[作業指示]
以下のエントリのうち、文字列「Target」を含む行の数を、数値のみで答えよ。大文字と小文字は区別すること。

[エントリ一覧]

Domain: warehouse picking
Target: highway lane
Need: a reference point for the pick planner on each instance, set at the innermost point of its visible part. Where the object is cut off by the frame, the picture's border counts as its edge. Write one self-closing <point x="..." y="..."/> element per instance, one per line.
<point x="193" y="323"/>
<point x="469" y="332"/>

* * *

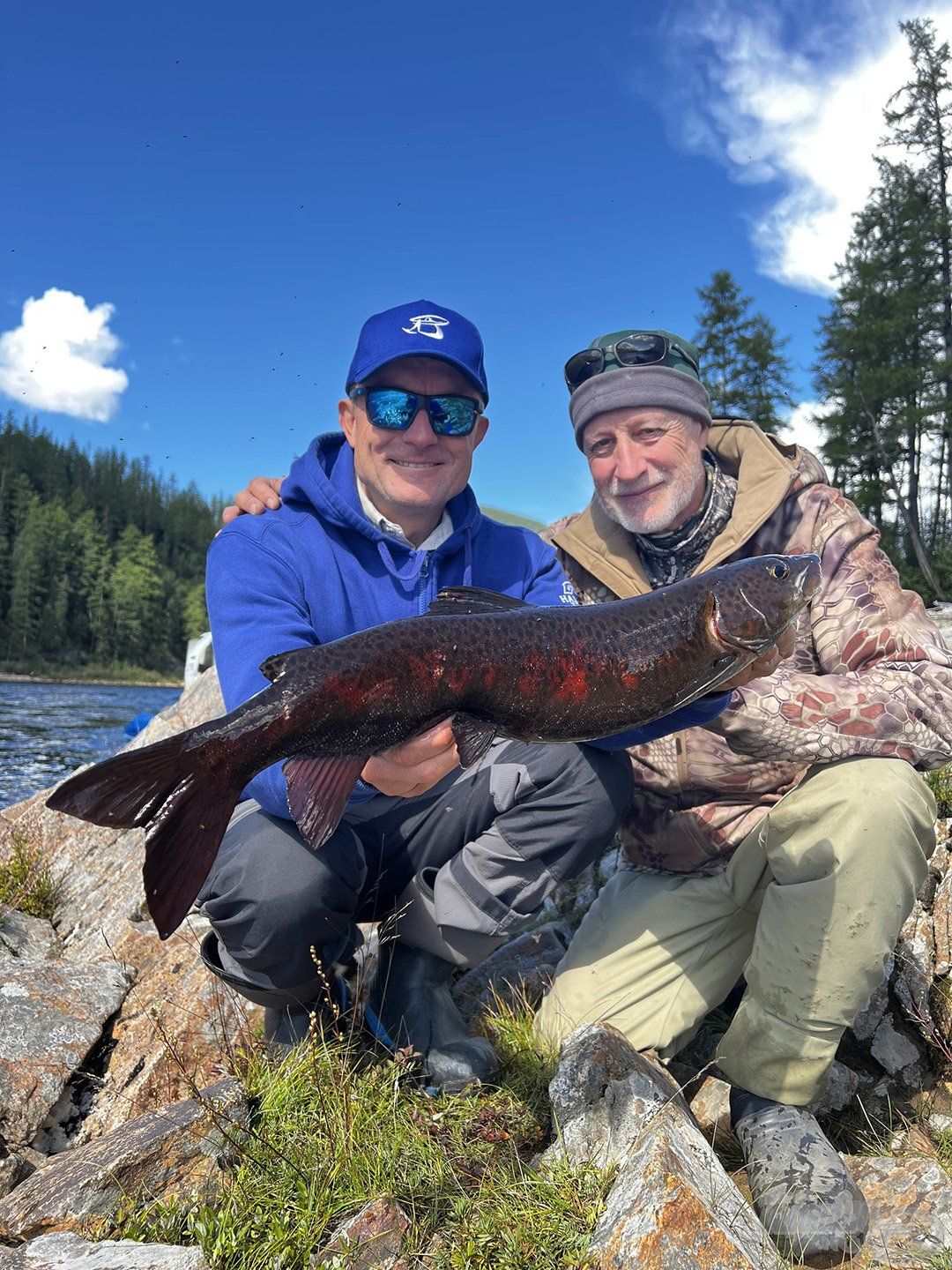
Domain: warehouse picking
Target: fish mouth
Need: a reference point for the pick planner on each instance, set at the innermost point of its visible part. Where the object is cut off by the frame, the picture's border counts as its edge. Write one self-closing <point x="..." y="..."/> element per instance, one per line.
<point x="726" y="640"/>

[演習解答]
2